Copy word for word every line from the one containing "Task: point out every instance of the blue" through the last line of the items below, including both.
** Start Record set **
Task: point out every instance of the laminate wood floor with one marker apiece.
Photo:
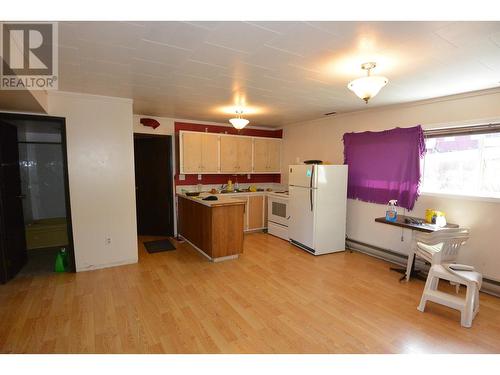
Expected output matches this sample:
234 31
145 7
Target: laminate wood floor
274 299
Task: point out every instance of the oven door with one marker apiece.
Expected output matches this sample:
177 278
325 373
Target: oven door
277 210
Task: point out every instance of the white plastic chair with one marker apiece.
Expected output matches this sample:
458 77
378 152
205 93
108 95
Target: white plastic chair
468 306
437 247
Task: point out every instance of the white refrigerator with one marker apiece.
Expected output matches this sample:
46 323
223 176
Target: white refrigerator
317 207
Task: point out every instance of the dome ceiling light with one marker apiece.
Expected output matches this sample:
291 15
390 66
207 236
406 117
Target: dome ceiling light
239 122
367 87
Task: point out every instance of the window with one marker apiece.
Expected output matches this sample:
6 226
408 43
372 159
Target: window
463 164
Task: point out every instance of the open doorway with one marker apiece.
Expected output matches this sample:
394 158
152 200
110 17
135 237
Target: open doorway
154 185
35 214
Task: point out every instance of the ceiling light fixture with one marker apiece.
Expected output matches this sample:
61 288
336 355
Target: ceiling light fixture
367 87
238 122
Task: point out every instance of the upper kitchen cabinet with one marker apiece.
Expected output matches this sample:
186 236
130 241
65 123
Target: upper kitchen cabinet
211 153
235 154
199 152
267 155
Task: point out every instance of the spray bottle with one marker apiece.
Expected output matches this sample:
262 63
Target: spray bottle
391 214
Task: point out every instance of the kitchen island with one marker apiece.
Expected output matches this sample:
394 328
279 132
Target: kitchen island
215 228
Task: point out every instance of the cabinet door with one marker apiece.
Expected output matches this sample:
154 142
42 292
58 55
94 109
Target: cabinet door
260 155
210 153
255 212
244 155
191 152
274 155
228 152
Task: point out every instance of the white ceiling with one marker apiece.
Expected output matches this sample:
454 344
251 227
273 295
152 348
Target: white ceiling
286 71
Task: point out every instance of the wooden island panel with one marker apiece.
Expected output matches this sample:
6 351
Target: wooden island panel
215 230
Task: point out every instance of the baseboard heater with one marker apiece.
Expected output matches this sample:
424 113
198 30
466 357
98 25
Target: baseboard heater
489 286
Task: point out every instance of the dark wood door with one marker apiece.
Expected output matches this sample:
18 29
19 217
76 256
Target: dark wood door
153 183
13 253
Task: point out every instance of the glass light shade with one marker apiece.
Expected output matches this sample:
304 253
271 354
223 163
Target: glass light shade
367 87
239 123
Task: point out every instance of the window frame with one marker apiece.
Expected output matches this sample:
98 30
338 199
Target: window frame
484 128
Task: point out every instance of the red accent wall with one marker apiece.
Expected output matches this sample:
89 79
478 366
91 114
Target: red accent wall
222 178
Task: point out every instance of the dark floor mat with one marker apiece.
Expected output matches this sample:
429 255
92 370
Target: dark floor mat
158 246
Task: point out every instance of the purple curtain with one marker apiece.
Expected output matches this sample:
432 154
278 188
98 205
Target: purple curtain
385 165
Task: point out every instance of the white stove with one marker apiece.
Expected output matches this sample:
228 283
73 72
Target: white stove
277 214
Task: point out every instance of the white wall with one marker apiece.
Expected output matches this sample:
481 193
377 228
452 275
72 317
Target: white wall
322 139
101 177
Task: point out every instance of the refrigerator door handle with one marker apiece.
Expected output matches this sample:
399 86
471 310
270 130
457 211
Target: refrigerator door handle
312 176
310 197
310 186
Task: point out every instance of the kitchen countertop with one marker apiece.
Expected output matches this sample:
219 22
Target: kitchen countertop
224 199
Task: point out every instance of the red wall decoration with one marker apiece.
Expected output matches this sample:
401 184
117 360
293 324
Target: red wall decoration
192 179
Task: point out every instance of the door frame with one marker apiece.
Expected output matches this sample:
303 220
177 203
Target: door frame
171 159
62 122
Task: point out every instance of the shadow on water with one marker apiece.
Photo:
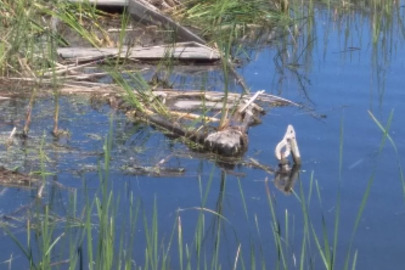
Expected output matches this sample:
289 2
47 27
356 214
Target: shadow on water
105 198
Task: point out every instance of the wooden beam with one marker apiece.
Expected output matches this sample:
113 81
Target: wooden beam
112 3
181 51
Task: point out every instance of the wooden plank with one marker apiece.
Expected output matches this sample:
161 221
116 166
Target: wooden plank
112 3
181 51
145 12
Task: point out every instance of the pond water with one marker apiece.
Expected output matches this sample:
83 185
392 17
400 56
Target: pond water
341 72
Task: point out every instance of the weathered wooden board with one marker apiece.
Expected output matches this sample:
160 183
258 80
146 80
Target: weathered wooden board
112 3
188 51
143 11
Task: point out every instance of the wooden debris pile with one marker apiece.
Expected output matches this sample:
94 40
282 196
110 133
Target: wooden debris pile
213 121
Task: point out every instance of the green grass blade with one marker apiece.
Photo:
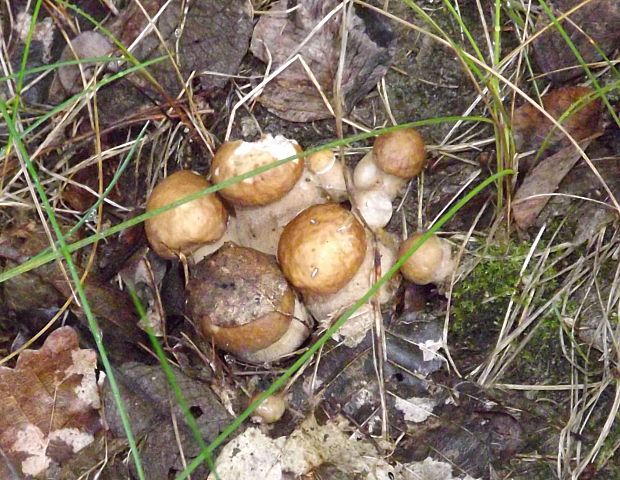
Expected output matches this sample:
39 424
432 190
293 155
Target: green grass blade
92 321
43 258
581 61
165 365
305 357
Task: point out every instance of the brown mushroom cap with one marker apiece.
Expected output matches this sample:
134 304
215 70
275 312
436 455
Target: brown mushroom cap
322 248
430 263
184 228
238 157
240 300
400 153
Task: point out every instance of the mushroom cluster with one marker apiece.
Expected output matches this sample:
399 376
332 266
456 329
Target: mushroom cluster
289 247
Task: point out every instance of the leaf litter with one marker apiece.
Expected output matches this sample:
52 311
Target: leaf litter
347 408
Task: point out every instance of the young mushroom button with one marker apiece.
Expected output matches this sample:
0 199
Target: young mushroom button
322 248
183 229
238 157
395 158
430 263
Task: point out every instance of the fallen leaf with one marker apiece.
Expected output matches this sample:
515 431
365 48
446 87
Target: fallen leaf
531 196
532 129
47 287
151 404
292 94
591 28
50 406
208 38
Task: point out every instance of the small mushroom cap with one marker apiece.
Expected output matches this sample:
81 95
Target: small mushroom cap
240 300
238 157
400 153
322 248
270 410
430 263
186 227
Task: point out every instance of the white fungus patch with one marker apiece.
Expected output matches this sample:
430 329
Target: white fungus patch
430 469
430 349
84 364
250 455
33 442
73 437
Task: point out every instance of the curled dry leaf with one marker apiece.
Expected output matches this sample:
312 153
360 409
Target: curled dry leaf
534 131
592 28
292 94
581 112
49 409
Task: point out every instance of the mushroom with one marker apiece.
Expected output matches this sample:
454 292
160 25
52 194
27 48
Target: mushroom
395 158
238 157
181 230
431 263
264 204
329 173
68 81
270 410
240 300
322 248
323 252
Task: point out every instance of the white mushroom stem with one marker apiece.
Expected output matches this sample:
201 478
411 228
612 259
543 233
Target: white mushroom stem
368 176
330 174
260 227
374 206
327 308
296 334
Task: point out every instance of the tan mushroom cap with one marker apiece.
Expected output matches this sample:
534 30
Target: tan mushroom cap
186 227
238 157
400 153
240 299
428 262
322 248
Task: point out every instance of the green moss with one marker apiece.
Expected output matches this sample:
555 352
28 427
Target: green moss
482 297
480 302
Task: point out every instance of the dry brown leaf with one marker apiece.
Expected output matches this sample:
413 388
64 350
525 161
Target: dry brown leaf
591 28
543 179
50 406
292 94
532 129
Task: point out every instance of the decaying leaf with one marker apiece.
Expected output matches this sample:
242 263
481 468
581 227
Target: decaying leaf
205 37
592 28
47 287
50 406
292 94
578 109
151 404
531 196
580 115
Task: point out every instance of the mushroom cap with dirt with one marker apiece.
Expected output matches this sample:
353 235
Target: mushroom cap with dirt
322 248
183 229
431 263
239 157
240 301
326 308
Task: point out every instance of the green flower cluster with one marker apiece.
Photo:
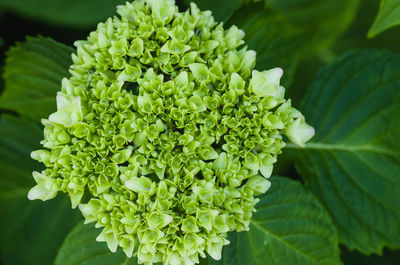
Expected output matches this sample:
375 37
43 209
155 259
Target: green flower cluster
164 133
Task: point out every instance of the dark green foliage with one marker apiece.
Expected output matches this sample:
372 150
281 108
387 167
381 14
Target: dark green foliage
351 168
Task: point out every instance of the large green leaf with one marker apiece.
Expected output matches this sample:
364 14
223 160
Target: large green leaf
277 43
222 9
390 257
73 13
32 74
388 16
323 21
353 162
30 232
81 248
290 227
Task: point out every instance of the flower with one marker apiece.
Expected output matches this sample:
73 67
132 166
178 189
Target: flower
164 133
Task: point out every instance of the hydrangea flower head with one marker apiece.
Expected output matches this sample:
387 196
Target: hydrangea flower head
164 133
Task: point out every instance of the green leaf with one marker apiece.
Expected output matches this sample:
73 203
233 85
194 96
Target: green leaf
222 9
390 257
80 247
264 28
322 22
72 13
290 227
30 232
353 162
388 16
32 74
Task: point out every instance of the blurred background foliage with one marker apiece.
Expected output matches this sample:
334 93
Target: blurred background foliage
314 33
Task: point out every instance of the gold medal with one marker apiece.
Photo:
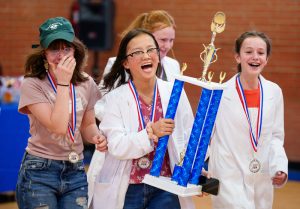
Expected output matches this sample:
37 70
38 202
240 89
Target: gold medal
73 157
254 166
144 162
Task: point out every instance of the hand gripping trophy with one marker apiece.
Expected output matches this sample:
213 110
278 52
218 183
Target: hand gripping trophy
186 174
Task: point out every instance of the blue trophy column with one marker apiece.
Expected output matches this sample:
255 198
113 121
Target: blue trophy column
** End Record set **
» **Response below**
Task: point out every instance of the blue trophy column with one marker apiece.
Expected output matches this sample:
255 198
113 121
Target: blue trophy column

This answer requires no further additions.